» **Document passage**:
-*-*-
An alliance of some of the UK's most prominent health and medical associations has just been launched, to elevate the health professional's response to climate change.
The Presidents of each of the foundation members have written to the UK Secretary of State for Health with a number of initial policy positions and a request for a meeting, and this has been received positively.
See their website, and more details below.
What is the UK Health Alliance on Climate Change?
The UK Health Alliance on Climate Change brings together Britain’s major health institutions. Our aim is to encourage stronger, smarter approaches to tackling climate change that protect and promote public health, whilst also reducing the burden on health services.
The Alliance’s founding members are: Royal College of General Practitioners, Royal College of Physicians, Royal College of Nursing, Royal College of Paediatrics and Child Health, Royal College of Emergency Medicine, Royal College of Obstetricians and Gynaecologists, Royal College of Anaesthetists, Royal College of Psychiatrists, Faculty of Public Health, Royal Society of Medicine, the Climate and Health Council, The Lancet, British Medical Association and the British Medical Journal.
What are its aims?
The Alliance aims to:
Raise awareness of the risks to health that climate change poses and the benefits (such as reduced air pollution and healthier diet) that tackling it can bring;
Support and enable doctors, nurses and allied health professionals to act;
Advocate at a national and international level for a strong policy response to protect and promote public health in tackling climate change.
Its core activities are:
Lobbying the UK Governments to ensure that national energy, health, transport, agriculture and local community policy unlocks health benefits.
Developing communications tools and opportunities for individual UK health professionals to better inform themselves and advocate on behalf of their patients.
Working with local and national partners to help strengthen the NHS’s resilience to, and impact on climate change, and in doing so reduce the financial burden on health services.
How does climate change impact on UK public health?
Here are some examples of how climate change impacts health in the UK.
Heatwaves - 2,000 excess deaths were recorded in England and Wales during the August 2003 heatwave and it is very likely man-made pollution more than doubled the risk of that kind of heatwave.
Flooding - In 2015 during Storm Desmond, the NHS in Lancashire declared a major incident after flooding caused power cuts and stopped doctors and nurses reaching hospitals. After the 2007 summer floods, mental health symptoms such as anxiety and distress were two to five times higher among those who had been affected by flood water in the home.
-*-*-
Collected data:
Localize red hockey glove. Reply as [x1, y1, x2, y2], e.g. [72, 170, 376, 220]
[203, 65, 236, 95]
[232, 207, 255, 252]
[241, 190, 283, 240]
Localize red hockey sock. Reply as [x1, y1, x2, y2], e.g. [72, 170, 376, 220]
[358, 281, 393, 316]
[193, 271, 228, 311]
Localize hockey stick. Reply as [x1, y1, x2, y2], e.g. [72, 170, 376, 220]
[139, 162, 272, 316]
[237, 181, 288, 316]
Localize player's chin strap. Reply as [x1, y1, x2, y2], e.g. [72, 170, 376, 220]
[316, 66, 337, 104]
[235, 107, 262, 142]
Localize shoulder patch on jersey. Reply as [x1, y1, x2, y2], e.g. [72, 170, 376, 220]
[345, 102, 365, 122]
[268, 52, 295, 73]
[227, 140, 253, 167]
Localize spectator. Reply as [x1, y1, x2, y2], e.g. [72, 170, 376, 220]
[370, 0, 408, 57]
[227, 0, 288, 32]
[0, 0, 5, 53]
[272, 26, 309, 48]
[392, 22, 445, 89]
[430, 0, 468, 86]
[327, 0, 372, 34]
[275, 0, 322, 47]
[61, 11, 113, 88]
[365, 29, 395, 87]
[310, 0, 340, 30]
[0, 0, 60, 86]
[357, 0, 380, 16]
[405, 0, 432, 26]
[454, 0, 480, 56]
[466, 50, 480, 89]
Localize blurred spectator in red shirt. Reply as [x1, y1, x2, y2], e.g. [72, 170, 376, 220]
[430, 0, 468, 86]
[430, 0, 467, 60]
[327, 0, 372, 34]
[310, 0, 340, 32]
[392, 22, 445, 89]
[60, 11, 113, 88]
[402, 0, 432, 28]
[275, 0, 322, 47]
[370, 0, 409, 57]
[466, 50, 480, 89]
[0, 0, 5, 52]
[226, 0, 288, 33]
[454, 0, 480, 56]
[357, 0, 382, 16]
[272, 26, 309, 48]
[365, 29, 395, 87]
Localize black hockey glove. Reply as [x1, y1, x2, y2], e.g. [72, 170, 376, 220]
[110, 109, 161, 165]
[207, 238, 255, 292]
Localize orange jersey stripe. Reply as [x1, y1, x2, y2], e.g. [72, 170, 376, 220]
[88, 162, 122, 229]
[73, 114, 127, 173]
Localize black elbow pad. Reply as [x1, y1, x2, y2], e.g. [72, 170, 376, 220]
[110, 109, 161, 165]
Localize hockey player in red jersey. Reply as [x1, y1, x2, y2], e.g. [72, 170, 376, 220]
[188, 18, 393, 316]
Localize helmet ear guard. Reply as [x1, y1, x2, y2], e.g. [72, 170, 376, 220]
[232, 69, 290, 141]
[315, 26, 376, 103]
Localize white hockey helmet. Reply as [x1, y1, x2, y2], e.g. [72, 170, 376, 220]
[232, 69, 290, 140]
-*-*-
Please go on with the passage about the UK Health Alliance on Climate Change, picking up after its last sentence.

» **Reply to the exercise**:
Spread of diseases - climate change will affect the risk of diseases spread by mosquitoes and other insects in the UK as warmer temperatures will make conditions more favourable for these to breed. Examples of diseases are West Nile virus and Dengue fever.
Asthma and hay fever are set to increase - Levels of ground-level ozone are set to increase, which can make it harder to breathe for people with conditions like asthma. South-East England is likely to be particularly badly affected. Pollen levels could increase by up to 12 times, affecting hay fever sufferers.
How can tackling climate change benefit public health?
Smart approaches to tackling climate change can bring health ‘co-benefits’.
The Alliance will specifically focus on:
Air pollution - 29,000 excess deaths are caused by poor air quality each year with power station air pollution estimated to cause 3,800 respiratory-related deaths per year. The Alliance will initially call on the Secretary of State for Health to support the Government’s commitment to phase-out unabated coal power plants by 2025 at the latest.
‘Active transport’ - Active travel such as walking and cycling, coupled with increased fuel efficiency in the UK’s urban areas, could lead to net savings in NHS and social security costs exceeding £15 billion by 2030.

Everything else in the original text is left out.